§ Exercise prompt:
Only one stretch of the data below is wanted: the lines starting at the one with "request | place a dot on the horse's head, x" and ending at the one with "sample | [259, 448]", both included, given again exactly.

--- START ---

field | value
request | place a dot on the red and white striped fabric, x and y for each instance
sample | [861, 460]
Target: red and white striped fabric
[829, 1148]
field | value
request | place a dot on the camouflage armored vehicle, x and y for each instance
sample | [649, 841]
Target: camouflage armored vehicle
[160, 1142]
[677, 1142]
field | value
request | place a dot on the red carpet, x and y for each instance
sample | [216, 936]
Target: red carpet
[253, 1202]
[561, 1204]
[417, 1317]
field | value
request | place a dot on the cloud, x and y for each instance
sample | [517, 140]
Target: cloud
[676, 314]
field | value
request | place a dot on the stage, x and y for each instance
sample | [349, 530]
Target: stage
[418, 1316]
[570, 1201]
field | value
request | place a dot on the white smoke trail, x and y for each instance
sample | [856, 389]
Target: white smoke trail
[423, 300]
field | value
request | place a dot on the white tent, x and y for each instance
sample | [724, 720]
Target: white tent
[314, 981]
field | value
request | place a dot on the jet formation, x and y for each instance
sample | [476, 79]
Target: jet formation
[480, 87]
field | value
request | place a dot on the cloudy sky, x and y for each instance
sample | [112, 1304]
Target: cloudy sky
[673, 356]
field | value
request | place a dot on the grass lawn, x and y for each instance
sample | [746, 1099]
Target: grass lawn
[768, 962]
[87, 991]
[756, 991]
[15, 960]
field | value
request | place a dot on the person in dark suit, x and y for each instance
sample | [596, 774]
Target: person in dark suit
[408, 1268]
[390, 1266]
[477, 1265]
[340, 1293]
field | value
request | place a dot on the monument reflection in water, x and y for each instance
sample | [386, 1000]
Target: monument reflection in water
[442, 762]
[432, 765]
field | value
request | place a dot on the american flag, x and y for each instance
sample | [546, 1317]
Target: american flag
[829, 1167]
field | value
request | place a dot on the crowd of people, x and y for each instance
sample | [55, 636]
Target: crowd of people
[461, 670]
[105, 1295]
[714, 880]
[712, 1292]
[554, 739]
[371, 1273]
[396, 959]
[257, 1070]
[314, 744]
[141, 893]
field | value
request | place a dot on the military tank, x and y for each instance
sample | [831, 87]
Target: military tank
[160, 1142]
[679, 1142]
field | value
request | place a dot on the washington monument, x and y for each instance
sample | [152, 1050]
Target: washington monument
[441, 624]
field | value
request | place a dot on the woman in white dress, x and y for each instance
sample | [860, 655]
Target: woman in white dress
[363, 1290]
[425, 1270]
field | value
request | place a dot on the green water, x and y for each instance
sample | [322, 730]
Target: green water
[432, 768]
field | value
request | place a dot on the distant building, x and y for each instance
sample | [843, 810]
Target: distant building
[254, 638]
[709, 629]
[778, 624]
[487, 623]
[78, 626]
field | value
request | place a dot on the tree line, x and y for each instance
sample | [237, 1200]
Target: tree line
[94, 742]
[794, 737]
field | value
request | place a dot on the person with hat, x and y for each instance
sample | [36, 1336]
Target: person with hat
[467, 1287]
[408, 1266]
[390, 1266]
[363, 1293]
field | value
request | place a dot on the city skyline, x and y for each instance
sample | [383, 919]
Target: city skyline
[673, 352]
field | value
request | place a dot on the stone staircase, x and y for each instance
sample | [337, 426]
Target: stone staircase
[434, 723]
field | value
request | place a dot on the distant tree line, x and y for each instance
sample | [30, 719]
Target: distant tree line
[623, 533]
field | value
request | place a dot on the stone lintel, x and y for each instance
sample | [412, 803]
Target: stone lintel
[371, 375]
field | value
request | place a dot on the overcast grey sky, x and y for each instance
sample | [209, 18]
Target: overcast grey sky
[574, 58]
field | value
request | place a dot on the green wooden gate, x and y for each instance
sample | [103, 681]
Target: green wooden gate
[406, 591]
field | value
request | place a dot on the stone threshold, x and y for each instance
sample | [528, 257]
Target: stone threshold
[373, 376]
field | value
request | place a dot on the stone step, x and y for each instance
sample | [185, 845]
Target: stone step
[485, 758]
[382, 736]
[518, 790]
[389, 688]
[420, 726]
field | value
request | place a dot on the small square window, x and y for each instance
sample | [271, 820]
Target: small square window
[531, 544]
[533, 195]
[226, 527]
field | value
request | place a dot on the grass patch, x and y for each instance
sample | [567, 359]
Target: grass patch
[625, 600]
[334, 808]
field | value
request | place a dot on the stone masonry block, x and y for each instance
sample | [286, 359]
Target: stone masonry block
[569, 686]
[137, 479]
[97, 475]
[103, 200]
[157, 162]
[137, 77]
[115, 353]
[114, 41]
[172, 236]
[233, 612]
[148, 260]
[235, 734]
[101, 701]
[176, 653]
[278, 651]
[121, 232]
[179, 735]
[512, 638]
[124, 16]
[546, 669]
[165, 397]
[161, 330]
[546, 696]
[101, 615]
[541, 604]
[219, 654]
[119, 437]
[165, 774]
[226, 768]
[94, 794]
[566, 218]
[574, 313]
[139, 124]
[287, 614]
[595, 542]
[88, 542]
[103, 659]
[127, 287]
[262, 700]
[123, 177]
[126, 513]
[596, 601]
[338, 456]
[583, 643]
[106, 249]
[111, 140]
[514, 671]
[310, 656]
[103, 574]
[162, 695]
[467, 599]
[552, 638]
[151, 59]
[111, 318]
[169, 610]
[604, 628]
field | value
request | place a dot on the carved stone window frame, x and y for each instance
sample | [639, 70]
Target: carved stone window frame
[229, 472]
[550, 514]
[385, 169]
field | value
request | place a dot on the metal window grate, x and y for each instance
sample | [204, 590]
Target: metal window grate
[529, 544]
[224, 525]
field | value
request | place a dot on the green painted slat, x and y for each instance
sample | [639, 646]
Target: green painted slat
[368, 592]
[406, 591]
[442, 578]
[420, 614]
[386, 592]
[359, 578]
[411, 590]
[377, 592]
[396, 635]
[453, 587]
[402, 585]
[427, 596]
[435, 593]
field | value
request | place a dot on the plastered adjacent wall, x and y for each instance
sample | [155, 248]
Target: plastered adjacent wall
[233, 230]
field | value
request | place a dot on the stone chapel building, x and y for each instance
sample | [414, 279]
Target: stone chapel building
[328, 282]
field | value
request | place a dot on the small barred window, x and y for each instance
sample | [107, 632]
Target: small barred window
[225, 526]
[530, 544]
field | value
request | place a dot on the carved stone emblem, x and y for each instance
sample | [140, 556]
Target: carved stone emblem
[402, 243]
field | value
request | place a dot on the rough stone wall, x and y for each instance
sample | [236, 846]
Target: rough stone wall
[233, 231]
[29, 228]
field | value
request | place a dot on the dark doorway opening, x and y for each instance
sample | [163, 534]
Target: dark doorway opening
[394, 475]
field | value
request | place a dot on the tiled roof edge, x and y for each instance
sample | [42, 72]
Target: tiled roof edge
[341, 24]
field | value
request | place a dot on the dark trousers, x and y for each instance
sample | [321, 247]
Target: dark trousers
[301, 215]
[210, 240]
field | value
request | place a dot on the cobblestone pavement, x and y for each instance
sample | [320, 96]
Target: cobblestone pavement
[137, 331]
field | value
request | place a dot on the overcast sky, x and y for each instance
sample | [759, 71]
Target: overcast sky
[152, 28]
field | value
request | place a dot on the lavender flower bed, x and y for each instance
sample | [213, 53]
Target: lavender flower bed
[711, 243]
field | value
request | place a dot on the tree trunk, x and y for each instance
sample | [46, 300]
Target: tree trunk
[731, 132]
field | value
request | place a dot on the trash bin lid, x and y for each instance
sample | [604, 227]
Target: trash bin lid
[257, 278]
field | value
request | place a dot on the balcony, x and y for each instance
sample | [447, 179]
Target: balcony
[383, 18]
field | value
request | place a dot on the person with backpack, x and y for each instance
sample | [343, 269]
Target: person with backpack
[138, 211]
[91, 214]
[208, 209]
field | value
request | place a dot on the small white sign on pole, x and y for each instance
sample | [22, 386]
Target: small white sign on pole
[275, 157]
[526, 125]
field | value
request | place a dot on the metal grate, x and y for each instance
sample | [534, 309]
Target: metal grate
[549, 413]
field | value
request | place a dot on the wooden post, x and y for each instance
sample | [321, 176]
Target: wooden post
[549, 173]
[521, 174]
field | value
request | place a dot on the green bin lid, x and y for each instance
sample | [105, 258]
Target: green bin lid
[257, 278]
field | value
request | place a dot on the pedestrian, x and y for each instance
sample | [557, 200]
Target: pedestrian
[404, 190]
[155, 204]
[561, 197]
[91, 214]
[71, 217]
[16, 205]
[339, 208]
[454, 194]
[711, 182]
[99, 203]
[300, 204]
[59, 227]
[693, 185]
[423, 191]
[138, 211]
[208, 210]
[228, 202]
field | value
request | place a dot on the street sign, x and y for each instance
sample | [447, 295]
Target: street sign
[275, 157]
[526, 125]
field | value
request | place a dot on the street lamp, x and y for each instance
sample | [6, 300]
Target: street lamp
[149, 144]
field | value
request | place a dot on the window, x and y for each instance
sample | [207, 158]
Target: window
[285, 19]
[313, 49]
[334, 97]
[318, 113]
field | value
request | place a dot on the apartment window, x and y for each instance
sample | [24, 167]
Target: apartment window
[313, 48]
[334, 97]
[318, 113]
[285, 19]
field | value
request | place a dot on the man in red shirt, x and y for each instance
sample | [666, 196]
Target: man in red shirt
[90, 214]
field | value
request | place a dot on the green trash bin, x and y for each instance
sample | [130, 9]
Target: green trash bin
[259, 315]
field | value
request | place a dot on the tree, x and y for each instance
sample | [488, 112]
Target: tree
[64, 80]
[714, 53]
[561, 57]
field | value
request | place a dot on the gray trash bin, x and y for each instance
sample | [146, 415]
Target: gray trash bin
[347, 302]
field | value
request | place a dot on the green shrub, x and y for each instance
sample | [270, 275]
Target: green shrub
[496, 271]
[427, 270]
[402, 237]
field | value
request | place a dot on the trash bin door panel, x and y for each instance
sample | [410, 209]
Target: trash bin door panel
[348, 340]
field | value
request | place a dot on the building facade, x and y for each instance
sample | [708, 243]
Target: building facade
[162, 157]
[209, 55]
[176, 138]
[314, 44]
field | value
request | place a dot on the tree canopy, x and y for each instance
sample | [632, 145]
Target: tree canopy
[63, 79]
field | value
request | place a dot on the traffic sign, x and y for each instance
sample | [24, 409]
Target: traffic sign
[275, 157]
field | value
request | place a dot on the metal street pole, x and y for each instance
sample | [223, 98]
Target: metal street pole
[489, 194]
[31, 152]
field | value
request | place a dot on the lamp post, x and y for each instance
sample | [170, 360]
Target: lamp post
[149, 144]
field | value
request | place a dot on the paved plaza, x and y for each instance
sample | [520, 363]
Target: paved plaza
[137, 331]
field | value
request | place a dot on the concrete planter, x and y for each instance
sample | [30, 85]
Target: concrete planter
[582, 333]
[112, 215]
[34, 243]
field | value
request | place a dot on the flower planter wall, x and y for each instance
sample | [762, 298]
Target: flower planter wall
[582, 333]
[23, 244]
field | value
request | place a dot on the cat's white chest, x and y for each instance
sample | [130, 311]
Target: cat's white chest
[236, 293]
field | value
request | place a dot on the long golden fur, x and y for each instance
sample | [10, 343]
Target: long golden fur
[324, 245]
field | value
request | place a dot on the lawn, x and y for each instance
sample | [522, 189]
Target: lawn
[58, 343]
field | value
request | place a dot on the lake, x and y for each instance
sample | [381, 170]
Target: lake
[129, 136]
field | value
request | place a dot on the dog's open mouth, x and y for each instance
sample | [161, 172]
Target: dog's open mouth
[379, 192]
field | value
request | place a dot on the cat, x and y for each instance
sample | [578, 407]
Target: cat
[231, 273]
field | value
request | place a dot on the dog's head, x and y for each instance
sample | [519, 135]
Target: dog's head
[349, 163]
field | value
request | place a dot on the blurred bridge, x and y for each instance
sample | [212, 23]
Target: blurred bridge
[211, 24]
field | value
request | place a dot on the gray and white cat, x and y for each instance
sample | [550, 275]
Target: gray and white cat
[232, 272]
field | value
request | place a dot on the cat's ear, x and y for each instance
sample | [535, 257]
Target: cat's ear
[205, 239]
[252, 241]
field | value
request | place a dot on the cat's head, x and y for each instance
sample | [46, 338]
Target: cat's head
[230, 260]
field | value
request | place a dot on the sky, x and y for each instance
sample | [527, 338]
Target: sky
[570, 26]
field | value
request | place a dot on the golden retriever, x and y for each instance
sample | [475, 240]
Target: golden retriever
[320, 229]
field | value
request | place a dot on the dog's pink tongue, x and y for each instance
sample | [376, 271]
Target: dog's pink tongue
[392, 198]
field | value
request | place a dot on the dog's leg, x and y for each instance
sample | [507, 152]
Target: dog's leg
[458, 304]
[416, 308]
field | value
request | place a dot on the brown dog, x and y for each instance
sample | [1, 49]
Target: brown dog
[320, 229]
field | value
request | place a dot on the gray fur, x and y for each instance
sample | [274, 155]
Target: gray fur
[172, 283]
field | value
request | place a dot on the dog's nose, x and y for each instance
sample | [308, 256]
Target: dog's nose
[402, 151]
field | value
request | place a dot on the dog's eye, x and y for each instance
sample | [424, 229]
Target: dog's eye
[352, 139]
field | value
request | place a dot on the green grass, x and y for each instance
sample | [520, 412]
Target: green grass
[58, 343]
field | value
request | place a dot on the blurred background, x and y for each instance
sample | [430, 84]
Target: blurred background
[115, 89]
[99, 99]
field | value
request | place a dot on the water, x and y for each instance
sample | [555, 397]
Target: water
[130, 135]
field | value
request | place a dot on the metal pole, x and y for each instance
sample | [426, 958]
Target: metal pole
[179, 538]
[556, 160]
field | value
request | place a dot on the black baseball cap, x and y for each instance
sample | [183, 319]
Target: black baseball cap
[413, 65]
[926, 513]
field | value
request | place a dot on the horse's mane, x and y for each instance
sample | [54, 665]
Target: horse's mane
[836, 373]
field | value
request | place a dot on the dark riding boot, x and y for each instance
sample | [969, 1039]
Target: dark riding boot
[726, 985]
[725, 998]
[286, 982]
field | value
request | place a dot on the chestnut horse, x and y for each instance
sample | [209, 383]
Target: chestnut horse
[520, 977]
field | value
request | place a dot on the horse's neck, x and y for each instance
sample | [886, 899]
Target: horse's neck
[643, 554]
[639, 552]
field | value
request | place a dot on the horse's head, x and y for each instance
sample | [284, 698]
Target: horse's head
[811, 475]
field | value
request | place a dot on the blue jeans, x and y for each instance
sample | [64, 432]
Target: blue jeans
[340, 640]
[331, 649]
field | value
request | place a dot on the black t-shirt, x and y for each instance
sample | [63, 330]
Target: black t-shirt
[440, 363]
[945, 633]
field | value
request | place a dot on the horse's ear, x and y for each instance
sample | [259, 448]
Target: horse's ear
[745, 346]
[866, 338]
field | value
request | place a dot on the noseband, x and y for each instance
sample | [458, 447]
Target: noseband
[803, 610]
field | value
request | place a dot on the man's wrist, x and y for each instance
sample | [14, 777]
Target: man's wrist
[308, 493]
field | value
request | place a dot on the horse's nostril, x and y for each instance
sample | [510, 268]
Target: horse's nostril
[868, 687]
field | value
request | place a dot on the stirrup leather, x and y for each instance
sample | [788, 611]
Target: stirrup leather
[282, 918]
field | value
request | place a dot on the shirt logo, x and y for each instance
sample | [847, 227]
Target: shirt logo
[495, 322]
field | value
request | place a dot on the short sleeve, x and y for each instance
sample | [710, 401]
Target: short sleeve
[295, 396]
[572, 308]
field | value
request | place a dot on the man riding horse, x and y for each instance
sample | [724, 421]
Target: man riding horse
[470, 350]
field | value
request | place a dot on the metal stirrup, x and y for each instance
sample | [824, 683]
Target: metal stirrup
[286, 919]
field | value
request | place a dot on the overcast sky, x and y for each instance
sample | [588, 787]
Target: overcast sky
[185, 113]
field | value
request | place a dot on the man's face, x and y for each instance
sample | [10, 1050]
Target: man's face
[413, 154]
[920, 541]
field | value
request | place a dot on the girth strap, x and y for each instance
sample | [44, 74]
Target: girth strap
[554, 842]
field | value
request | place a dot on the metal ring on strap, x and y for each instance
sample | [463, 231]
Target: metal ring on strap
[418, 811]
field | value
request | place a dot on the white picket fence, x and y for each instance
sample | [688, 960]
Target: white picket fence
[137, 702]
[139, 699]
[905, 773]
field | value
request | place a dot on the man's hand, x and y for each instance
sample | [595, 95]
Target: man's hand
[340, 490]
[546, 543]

--- END ---

§ Expected output:
request | place a dot on the horse's head, x and y for each instance
sample | [284, 698]
Target: horse's head
[811, 475]
field | value
request | place a dot on the blue jeans, x and y for each instance
sample | [64, 432]
Target: blue jeans
[340, 640]
[331, 649]
field | value
request | place a dot on the black t-shirt, x and y for each instance
sample | [63, 330]
Target: black t-shirt
[440, 363]
[945, 633]
field | value
request | place a dot on the horse's ear, x and y for each instance
sample | [259, 448]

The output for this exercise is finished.